Looking to redirect valuable URLs that end up in 404s to equivalent ones? Read on and learn how to automate this technique using a neural matching approach.

How to Map 404 URLs at Scale with Sentence Embeddings

One surefire way to help clients gain more SEO traffic is to redirect valuable URLs that end up in 404s to equivalent ones.

These URLs generally still get traffic, have valuable external links coming in or both.

One lazy and ineffective approach to map 404 URLs is to redirect all of them to the home page or a dynamic search result. 🤦

For example, Smarthome 302 redirects non-existing pages to its home page. This type of redirection is generally flagged as soft 404 errors in Google Search Console.

The correct approach is to map each one individually to an equivalent page if such a page exists.

However, this process can be very tedious, time-consuming, and expensive if you need to do it manually.

Oftentimes, you need to rely on the default internal search engine of the site, which is rarely any good.

In this column, we will learn how to automate this valuable technique using a neural matching approach.

Here is our plan of action:

  • We will collect two lists of URLs to map: one with the 404 URLs and one with the website’s canonical URLs.
  • We will convert the URLs to phrases to prepare them for our neural matching process.
  • We will use a Universal Sentence Encoder approach that leverages neural networks.
  • I will explain some of the advanced concepts that make this possible.
  • I will also share community projects and resources to learn more.

Downloading URL Sets

There are many ways to get 404 URLs. You could run a website crawl, download 404s from Google or Bing Search Consoles, etc.

One of my favorite places to get 404 URLs, is the Ahrefs Broken Backlinks tool because it filters 404s to pages with external links.

Google Search Console will likely have far more 404s to map, though. If you rather map all 404s and have more than one thousand to download, you might want to consider using our Cloudflare app which has no such limits.

You can export up to 100,000 URLs or as many as you have when you connect it to Google Drive.

Next, you need a set of all valid website URLs, preferably canonical URLs.

One simple way to get such a list is to download the XML sitemap URLs.

If your client doesn’t have XML sitemaps, you can perform a traditional SEO crawl to get the URLs.

If you prefer code, you can find some you can adapt from my article on XML sitemaps.

Uploading the URL Sets to Google Drive

There are different ways to access files from Google Colaboratory, including uploading them directly from your hard drive. My favorite option lately is to upload them to Google Drive and access them from Colab.

If you get a shareable link from Google Drive, you can use the code below to download the files to your Google Colab environment.

#!pip install gdown
#https://pypi.org/project/gdown/

import gdown

canonical_urls="Google Drive link to the canonicals URLs set"

--------

What you have to do:
Retype the part of the article on mapping 404 URLs that begins at the words "In this column, we" and ends after "Search Consoles, etc.".

[Records from a data collection]

--------

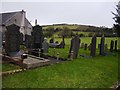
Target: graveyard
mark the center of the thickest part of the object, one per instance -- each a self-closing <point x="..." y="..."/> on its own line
<point x="83" y="72"/>
<point x="32" y="60"/>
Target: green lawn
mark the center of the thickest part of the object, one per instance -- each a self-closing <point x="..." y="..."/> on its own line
<point x="97" y="72"/>
<point x="8" y="67"/>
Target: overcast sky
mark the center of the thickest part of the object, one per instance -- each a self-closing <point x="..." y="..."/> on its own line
<point x="85" y="13"/>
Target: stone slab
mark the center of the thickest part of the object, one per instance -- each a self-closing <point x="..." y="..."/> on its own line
<point x="33" y="62"/>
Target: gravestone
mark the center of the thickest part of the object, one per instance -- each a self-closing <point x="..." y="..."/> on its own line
<point x="115" y="45"/>
<point x="62" y="44"/>
<point x="106" y="48"/>
<point x="93" y="46"/>
<point x="45" y="46"/>
<point x="111" y="45"/>
<point x="74" y="47"/>
<point x="102" y="52"/>
<point x="82" y="45"/>
<point x="28" y="41"/>
<point x="52" y="40"/>
<point x="89" y="47"/>
<point x="99" y="46"/>
<point x="37" y="36"/>
<point x="0" y="39"/>
<point x="12" y="39"/>
<point x="85" y="46"/>
<point x="56" y="42"/>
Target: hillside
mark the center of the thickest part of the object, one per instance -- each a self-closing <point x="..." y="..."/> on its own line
<point x="70" y="26"/>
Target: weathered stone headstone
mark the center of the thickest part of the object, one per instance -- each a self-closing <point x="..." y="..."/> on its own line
<point x="82" y="45"/>
<point x="99" y="46"/>
<point x="85" y="46"/>
<point x="52" y="40"/>
<point x="62" y="44"/>
<point x="89" y="47"/>
<point x="56" y="42"/>
<point x="45" y="46"/>
<point x="111" y="45"/>
<point x="106" y="48"/>
<point x="12" y="39"/>
<point x="93" y="46"/>
<point x="102" y="52"/>
<point x="74" y="47"/>
<point x="28" y="41"/>
<point x="115" y="45"/>
<point x="37" y="36"/>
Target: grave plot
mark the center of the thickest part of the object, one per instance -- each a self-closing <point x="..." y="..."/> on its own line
<point x="31" y="62"/>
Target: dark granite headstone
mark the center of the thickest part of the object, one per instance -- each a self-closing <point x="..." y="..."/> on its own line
<point x="102" y="52"/>
<point x="111" y="45"/>
<point x="85" y="46"/>
<point x="45" y="46"/>
<point x="12" y="39"/>
<point x="115" y="45"/>
<point x="37" y="36"/>
<point x="93" y="46"/>
<point x="74" y="47"/>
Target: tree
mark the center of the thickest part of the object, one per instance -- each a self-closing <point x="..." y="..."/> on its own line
<point x="117" y="19"/>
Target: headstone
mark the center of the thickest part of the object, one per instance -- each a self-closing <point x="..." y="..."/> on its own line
<point x="56" y="42"/>
<point x="85" y="46"/>
<point x="45" y="46"/>
<point x="89" y="47"/>
<point x="37" y="36"/>
<point x="99" y="46"/>
<point x="62" y="44"/>
<point x="28" y="41"/>
<point x="111" y="45"/>
<point x="82" y="45"/>
<point x="93" y="46"/>
<point x="51" y="40"/>
<point x="102" y="52"/>
<point x="115" y="45"/>
<point x="12" y="39"/>
<point x="75" y="44"/>
<point x="106" y="48"/>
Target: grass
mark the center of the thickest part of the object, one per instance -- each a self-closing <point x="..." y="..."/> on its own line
<point x="97" y="72"/>
<point x="8" y="67"/>
<point x="79" y="73"/>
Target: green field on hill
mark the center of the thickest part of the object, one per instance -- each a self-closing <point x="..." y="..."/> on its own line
<point x="97" y="72"/>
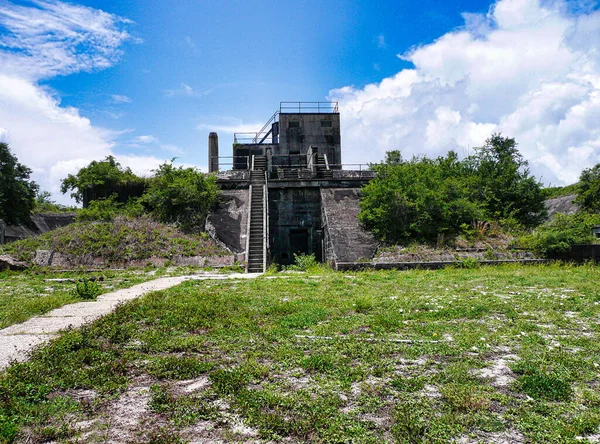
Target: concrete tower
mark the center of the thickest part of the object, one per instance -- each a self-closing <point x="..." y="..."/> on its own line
<point x="213" y="152"/>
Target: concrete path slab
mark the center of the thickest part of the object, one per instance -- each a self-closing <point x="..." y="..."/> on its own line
<point x="17" y="341"/>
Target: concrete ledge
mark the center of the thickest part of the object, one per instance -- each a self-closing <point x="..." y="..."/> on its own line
<point x="355" y="266"/>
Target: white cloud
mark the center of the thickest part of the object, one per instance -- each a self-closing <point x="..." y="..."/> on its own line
<point x="145" y="139"/>
<point x="528" y="70"/>
<point x="3" y="135"/>
<point x="51" y="38"/>
<point x="183" y="90"/>
<point x="41" y="41"/>
<point x="117" y="98"/>
<point x="172" y="149"/>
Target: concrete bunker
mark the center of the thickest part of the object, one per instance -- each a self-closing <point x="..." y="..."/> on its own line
<point x="293" y="194"/>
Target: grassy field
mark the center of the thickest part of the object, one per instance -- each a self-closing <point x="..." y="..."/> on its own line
<point x="505" y="354"/>
<point x="27" y="294"/>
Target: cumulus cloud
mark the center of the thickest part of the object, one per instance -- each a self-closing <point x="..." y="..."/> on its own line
<point x="39" y="41"/>
<point x="52" y="37"/>
<point x="527" y="69"/>
<point x="145" y="139"/>
<point x="117" y="98"/>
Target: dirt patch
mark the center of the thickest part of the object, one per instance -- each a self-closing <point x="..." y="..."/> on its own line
<point x="506" y="437"/>
<point x="499" y="371"/>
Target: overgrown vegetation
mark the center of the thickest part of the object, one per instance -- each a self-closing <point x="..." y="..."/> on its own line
<point x="116" y="242"/>
<point x="428" y="199"/>
<point x="174" y="195"/>
<point x="26" y="294"/>
<point x="100" y="180"/>
<point x="558" y="235"/>
<point x="503" y="354"/>
<point x="180" y="195"/>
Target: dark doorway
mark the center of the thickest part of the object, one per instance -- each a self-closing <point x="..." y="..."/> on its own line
<point x="300" y="241"/>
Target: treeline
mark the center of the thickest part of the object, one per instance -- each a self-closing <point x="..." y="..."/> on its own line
<point x="424" y="199"/>
<point x="174" y="195"/>
<point x="436" y="200"/>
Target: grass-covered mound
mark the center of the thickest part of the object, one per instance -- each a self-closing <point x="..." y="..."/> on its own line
<point x="502" y="354"/>
<point x="118" y="241"/>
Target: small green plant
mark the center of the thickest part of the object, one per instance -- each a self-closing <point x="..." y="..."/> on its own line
<point x="87" y="289"/>
<point x="541" y="383"/>
<point x="468" y="263"/>
<point x="303" y="262"/>
<point x="363" y="304"/>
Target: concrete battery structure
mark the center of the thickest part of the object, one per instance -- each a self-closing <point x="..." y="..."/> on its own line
<point x="285" y="191"/>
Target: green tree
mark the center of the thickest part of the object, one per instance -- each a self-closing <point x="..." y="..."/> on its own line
<point x="17" y="191"/>
<point x="417" y="199"/>
<point x="104" y="178"/>
<point x="183" y="196"/>
<point x="589" y="189"/>
<point x="500" y="180"/>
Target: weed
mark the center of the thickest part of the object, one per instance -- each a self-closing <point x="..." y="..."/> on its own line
<point x="363" y="304"/>
<point x="468" y="263"/>
<point x="87" y="289"/>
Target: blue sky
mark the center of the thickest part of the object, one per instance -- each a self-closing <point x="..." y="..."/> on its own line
<point x="148" y="80"/>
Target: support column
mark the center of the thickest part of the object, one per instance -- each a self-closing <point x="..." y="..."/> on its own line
<point x="213" y="152"/>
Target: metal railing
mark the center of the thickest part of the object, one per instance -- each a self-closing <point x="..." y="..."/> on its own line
<point x="265" y="133"/>
<point x="234" y="161"/>
<point x="265" y="223"/>
<point x="309" y="107"/>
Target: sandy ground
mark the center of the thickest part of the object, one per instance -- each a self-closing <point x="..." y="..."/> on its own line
<point x="17" y="341"/>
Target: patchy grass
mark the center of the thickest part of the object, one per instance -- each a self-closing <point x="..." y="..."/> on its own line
<point x="503" y="354"/>
<point x="27" y="294"/>
<point x="116" y="242"/>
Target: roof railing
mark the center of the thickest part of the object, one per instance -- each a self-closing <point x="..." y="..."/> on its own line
<point x="309" y="107"/>
<point x="263" y="134"/>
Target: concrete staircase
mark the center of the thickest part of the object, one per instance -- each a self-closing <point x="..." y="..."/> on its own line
<point x="323" y="170"/>
<point x="256" y="234"/>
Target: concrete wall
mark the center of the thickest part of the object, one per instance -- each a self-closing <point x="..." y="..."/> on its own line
<point x="345" y="239"/>
<point x="228" y="225"/>
<point x="563" y="204"/>
<point x="294" y="223"/>
<point x="40" y="223"/>
<point x="297" y="139"/>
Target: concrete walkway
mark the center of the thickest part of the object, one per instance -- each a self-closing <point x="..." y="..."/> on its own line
<point x="18" y="340"/>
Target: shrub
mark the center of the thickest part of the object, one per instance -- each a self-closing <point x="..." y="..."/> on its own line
<point x="101" y="210"/>
<point x="424" y="199"/>
<point x="17" y="192"/>
<point x="589" y="189"/>
<point x="87" y="289"/>
<point x="557" y="236"/>
<point x="182" y="196"/>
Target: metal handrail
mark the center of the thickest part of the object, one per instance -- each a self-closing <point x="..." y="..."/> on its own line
<point x="248" y="228"/>
<point x="320" y="107"/>
<point x="265" y="223"/>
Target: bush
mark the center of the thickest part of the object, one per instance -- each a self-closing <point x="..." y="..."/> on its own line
<point x="100" y="210"/>
<point x="589" y="189"/>
<point x="427" y="200"/>
<point x="182" y="196"/>
<point x="17" y="192"/>
<point x="303" y="262"/>
<point x="87" y="289"/>
<point x="417" y="200"/>
<point x="101" y="180"/>
<point x="557" y="236"/>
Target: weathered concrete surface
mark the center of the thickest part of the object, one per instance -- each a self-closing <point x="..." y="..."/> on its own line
<point x="228" y="225"/>
<point x="9" y="263"/>
<point x="40" y="223"/>
<point x="17" y="341"/>
<point x="563" y="205"/>
<point x="345" y="239"/>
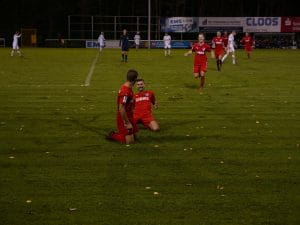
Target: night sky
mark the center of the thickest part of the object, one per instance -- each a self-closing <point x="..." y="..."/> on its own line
<point x="49" y="17"/>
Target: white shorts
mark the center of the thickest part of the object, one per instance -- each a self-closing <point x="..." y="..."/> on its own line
<point x="16" y="46"/>
<point x="230" y="48"/>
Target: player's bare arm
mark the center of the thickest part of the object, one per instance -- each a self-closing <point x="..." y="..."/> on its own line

--------

Task result:
In this column, we will learn how to automate this valuable technique using a neural matching approach.

Here is our plan of action:

  • We will collect two lists of URLs to map: one with the 404 URLs and one with the website’s canonical URLs.
  • We will convert the URLs to phrases to prepare them for our neural matching process.
  • We will use a Universal Sentence Encoder approach that leverages neural networks.
  • I will explain some of the advanced concepts that make this possible.
  • I will also share community projects and resources to learn more.

Downloading URL Sets

There are many ways to get 404 URLs. You could run a website crawl, download 404s from Google or Bing Search Consoles, etc.